** RECORDED DATA follows **
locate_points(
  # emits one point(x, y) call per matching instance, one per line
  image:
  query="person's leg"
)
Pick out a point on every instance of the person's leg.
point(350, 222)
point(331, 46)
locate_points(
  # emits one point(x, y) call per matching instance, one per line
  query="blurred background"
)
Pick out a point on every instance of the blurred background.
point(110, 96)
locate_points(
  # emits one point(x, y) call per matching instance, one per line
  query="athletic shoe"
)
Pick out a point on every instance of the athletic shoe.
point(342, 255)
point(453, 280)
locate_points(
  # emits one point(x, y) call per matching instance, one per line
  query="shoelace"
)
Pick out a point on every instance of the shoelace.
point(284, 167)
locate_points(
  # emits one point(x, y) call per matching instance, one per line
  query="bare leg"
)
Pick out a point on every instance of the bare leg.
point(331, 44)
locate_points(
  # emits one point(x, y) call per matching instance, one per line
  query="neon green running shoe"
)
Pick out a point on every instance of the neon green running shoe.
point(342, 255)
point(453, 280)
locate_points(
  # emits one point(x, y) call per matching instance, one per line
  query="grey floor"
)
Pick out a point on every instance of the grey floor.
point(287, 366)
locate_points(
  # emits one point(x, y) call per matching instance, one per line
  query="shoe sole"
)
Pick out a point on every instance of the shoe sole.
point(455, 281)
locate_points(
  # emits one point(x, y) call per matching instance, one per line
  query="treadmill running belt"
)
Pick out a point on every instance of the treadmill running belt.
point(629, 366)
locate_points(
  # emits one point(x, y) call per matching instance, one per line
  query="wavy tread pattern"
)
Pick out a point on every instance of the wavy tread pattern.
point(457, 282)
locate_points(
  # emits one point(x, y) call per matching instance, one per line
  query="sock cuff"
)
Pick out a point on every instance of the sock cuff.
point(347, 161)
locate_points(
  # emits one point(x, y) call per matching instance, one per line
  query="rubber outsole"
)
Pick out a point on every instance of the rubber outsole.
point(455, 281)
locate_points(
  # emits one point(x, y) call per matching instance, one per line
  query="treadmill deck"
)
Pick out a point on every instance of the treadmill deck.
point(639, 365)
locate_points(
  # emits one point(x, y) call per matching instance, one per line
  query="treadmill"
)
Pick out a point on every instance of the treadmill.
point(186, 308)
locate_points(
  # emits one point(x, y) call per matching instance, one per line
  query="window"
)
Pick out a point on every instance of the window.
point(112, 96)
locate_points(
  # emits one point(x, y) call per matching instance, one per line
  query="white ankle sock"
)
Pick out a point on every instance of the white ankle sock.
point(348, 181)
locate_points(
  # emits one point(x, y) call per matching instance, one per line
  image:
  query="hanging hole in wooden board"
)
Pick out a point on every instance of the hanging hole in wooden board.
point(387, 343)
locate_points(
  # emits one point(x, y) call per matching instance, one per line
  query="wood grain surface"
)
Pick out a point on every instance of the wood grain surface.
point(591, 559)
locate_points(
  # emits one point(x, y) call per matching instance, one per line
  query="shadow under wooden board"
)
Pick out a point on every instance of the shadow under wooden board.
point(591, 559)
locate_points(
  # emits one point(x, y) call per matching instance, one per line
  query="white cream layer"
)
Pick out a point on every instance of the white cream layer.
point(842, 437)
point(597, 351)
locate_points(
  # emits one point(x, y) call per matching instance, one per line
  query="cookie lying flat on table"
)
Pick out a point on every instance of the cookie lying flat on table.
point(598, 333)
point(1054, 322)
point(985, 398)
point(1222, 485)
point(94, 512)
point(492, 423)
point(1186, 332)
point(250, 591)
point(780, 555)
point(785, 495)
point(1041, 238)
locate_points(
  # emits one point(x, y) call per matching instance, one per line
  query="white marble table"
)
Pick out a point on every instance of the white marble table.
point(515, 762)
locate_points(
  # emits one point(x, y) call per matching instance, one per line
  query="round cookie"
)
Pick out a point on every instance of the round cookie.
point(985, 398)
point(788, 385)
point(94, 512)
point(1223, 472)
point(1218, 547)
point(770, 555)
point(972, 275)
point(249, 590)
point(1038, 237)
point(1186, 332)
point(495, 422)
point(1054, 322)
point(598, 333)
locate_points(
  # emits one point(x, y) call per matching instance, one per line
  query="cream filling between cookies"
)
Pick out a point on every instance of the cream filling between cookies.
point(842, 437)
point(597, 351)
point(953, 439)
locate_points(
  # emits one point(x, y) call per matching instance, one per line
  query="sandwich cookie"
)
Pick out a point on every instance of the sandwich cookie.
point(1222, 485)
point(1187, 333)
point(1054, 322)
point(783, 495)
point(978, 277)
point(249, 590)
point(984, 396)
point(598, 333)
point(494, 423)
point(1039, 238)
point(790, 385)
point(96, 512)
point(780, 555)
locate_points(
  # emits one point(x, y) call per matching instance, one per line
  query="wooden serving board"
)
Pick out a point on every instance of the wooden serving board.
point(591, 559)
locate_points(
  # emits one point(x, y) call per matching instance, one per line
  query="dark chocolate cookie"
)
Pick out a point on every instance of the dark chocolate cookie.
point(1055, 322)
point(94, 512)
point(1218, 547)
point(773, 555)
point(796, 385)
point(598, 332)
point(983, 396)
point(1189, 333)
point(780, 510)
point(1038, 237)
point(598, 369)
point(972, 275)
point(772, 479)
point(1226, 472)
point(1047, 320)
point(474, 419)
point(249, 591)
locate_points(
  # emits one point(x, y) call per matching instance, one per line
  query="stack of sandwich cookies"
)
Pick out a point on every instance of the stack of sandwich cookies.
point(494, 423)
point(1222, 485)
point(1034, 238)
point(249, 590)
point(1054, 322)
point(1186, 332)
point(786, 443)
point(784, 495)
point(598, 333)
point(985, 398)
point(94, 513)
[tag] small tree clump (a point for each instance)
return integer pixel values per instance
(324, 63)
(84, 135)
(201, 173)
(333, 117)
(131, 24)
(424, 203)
** End of RECORDED DATA **
Each line of the data should be given back exactly.

**SOLVED PROBLEM:**
locate_points(
  # emits one point(x, y) call per matching instance, one per line
  image:
  query="person's leg"
)
Pick out a point on every instance of the person's leg.
point(350, 222)
point(331, 46)
locate_points(
  # emits one point(x, y) call per matching instance, one per line
  query="blurred background"
)
Pick out a point on every instance of the blurred background.
point(110, 96)
locate_points(
  # emits one point(x, y) call per matching instance, one per line
  query="athletic shoe"
)
Pick out a point on every instance of the athletic shoe.
point(342, 255)
point(453, 280)
locate_points(
  # emits one point(x, y) call per matching instance, one per line
  query="shoelace"
)
Pick out a point on every instance of the shoelace.
point(284, 167)
locate_points(
  # emits one point(x, y) call per matching instance, one per line
  query="bare leg"
)
Pick out a point on every instance of the bare leg.
point(331, 44)
locate_points(
  # emits one point(x, y) call per matching instance, one per line
  query="neon green running shoe"
)
Pick out a point on every instance of the neon green running shoe.
point(342, 255)
point(453, 280)
locate_points(
  # emits one point(x, y) call per matching instance, one per line
  query="grey floor"
)
Pick out a point on every instance of the grey floor.
point(287, 366)
locate_points(
  # emits one point(x, y) call per matching instance, one per line
  query="shoe sole"
)
Pick out a point on every instance of the shoe sole.
point(455, 281)
locate_points(
  # emits one point(x, y) call per matching instance, one per line
  query="treadmill running belt"
)
Pick out a point on every instance of the treadmill running belt.
point(629, 366)
locate_points(
  # emits one point(x, y) call per matching instance, one per line
  query="wavy tread pattern"
)
Pick out a point on every instance of the wavy tread pattern.
point(457, 282)
locate_points(
  # emits one point(x, y) call per matching instance, one per line
  query="sock cuff"
)
Pick out a point on every instance of the sock cuff.
point(347, 161)
locate_points(
  # emits one point(x, y) call per matching instance, one per line
  query="rubber outsole"
)
Pick out a point on every instance of the rubber outsole.
point(455, 281)
locate_points(
  # emits one point(x, y) call per matching instance, one per line
  query="treadmill deck"
)
Pick out a point on every instance of the treadmill deck.
point(639, 365)
locate_points(
  # emits one point(x, y) call per matching instance, one per line
  query="treadmill"
)
Pick out a point on every instance of the treadmill.
point(186, 308)
locate_points(
  # emits one point(x, y) call per matching instance, one per line
  query="window"
)
Pick out a point on every instance of the window.
point(112, 96)
locate_points(
  # emits one point(x, y) call per matching instance, one per line
  query="white ankle sock"
)
Pick out a point on every instance of the white ankle sock.
point(348, 181)
locate_points(
  # emits one point(x, y) call per matching instance, one per line
  image:
  query="hanging hole in wooden board"
)
Pick out a point on every instance of the hanging hole in wooden board.
point(387, 343)
locate_points(
  # emits one point(x, y) call per matching instance, one per line
  query="wood grain surface"
)
Pick out a point on every instance of the wood grain surface.
point(591, 559)
locate_points(
  # emits one point(x, y) call per matching instance, one per line
  query="shadow under wooden board"
)
Pick out a point on every instance of the shadow under wooden board.
point(591, 559)
locate_points(
  # emits one point(x, y) call per matching instance, one per line
  query="white cream layer"
)
Pick out a point on every instance of the white cream layer.
point(842, 437)
point(597, 351)
locate_points(
  # emits one point(x, y) call per matching instance, one per line
  query="cookie lying flat on table"
)
Pick out a point on every instance of the cookie lying flat on table.
point(598, 333)
point(1054, 322)
point(985, 398)
point(1222, 485)
point(94, 512)
point(492, 423)
point(1186, 332)
point(250, 591)
point(780, 555)
point(785, 495)
point(1041, 238)
locate_points(
  # emits one point(x, y) call per matching instance, one per line
  query="white marble table"
)
Pick out a point on every instance of the white marble table.
point(515, 762)
locate_points(
  # emits one point(x, y) call per matching instance, one per line
  query="round cookie"
)
Pick out a point on every instance of the round cookie.
point(985, 398)
point(788, 385)
point(94, 512)
point(1223, 472)
point(1218, 547)
point(770, 555)
point(972, 275)
point(249, 590)
point(1038, 237)
point(1186, 332)
point(495, 422)
point(1054, 322)
point(598, 333)
locate_points(
  # emits one point(x, y) call per matching instance, one per line
  query="cream filling between cookies"
)
Pick out a point on every instance of the cream filling between cookies.
point(842, 437)
point(597, 351)
point(953, 439)
locate_points(
  # emits one point(x, y) call per matching instance, one per line
  query="sandwich cookie"
)
Pick out a point on every instance of the sandwich cookie.
point(1222, 485)
point(1187, 333)
point(1054, 322)
point(783, 495)
point(978, 277)
point(249, 590)
point(984, 396)
point(598, 333)
point(494, 423)
point(1039, 238)
point(790, 385)
point(96, 512)
point(780, 555)
locate_points(
  # emits one point(x, y) call per matching instance, one per line
  query="wooden serving board"
)
Pick out a point on every instance of the wooden serving board.
point(591, 559)
locate_points(
  # emits one point(x, y) call per matching instance, one per line
  query="dark chocolate cookie"
)
Pick out a point on every instance of the dark chocolate cookie.
point(1055, 322)
point(94, 512)
point(1218, 547)
point(773, 555)
point(796, 385)
point(598, 332)
point(983, 396)
point(1189, 333)
point(780, 510)
point(1038, 237)
point(598, 369)
point(972, 275)
point(772, 479)
point(1226, 472)
point(1047, 320)
point(474, 419)
point(249, 591)
locate_points(
  # emits one point(x, y) call per matching instance, one per line
  query="stack of sandwich cookies"
)
Pick out a point on every instance of the stack of sandwich cookies.
point(494, 423)
point(1222, 485)
point(1034, 238)
point(249, 590)
point(1054, 322)
point(1186, 332)
point(786, 443)
point(784, 495)
point(598, 333)
point(985, 398)
point(94, 513)
[tag] small tree clump (a point for each instance)
return integer pixel values per instance
(324, 63)
(84, 135)
(201, 173)
(333, 117)
(131, 24)
(424, 203)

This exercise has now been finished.